Written task:
Arrange each line of the material below as a numbered list, leaving out any blank lines.

Raw data:
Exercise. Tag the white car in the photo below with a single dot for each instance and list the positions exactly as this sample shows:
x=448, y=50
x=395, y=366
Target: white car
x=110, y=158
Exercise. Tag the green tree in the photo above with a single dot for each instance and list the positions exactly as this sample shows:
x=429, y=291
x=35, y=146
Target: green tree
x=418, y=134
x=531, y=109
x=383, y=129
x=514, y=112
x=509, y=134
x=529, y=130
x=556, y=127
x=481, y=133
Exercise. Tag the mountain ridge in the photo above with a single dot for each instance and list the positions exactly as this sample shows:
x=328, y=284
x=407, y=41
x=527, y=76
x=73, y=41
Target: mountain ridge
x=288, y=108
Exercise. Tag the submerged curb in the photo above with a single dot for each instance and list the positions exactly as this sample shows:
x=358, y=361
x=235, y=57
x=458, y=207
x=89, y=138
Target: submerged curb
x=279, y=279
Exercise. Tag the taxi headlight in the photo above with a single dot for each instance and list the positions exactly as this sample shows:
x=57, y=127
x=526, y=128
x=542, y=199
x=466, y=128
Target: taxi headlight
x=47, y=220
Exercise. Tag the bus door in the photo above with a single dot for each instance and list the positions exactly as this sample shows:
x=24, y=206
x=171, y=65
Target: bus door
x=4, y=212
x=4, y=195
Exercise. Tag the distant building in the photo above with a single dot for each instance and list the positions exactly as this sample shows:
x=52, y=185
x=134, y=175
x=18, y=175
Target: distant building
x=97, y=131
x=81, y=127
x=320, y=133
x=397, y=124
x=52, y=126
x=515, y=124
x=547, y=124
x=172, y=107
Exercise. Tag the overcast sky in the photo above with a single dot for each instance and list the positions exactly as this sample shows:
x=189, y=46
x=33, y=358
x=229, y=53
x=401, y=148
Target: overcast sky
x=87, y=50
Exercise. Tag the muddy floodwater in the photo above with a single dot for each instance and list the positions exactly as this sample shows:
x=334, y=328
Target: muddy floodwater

Solution to this exercise:
1. Exercise. Tag the white car in the photo below with a single dot for each instance and list the positions exactly as this sample shows:
2. x=448, y=50
3. x=395, y=366
4. Target: white car
5. x=110, y=158
6. Exercise. Tag the green tree in the photo above with a single dot for each instance and list the positions exactly as this sample shows:
7. x=429, y=291
8. x=35, y=146
9. Target: green tree
10. x=418, y=134
11. x=531, y=109
12. x=383, y=129
13. x=514, y=112
14. x=509, y=134
15. x=529, y=130
16. x=556, y=127
17. x=481, y=133
18. Exercise. Tag the mountain ridge in the photo above with a single dot for each instance and list the positions exactly as this sample shows:
19. x=328, y=284
20. x=407, y=41
21. x=527, y=76
22. x=73, y=41
23. Target: mountain ridge
24. x=288, y=108
25. Exercise. Tag the submerged curb in the photo above with a single dot for each instance and list the positions exactly as this sample shows:
26. x=358, y=361
27. x=235, y=57
28. x=458, y=207
29. x=89, y=138
30. Target: submerged curb
31. x=279, y=279
32. Exercise. Tag the taxi headlight in the photo above with a single dot for each instance and list the positions exactly as this sample shows:
33. x=57, y=127
34. x=526, y=128
35. x=542, y=199
36. x=466, y=128
37. Target: taxi headlight
38. x=47, y=220
39. Exercise. Tag the bus door in the photo above with a single dot for each instance and list the positions exactly as this sample shows:
40. x=24, y=206
41. x=171, y=65
42. Target: bus door
43. x=4, y=212
44. x=4, y=195
45. Exercise. Tag the distant building in the photo above with a single dot for each instance and list the positions exactly as this sample shows:
46. x=52, y=185
47. x=134, y=175
48. x=18, y=175
49. Target: distant building
50. x=97, y=131
51. x=81, y=127
52. x=320, y=133
53. x=397, y=124
54. x=52, y=126
55. x=515, y=124
56. x=547, y=124
57. x=172, y=107
58. Exercise. Tag the overcast sky in the photo above with a single dot for each instance and list the positions exactly as this sample shows:
59. x=189, y=46
60. x=33, y=358
61. x=229, y=53
62. x=401, y=148
63. Target: overcast sky
64. x=87, y=50
65. Exercise. Tag the muddy floodwater in the photo above with a single dot for each instance and list the positions exactly as this sample shows:
66. x=334, y=328
67. Target: muddy floodwater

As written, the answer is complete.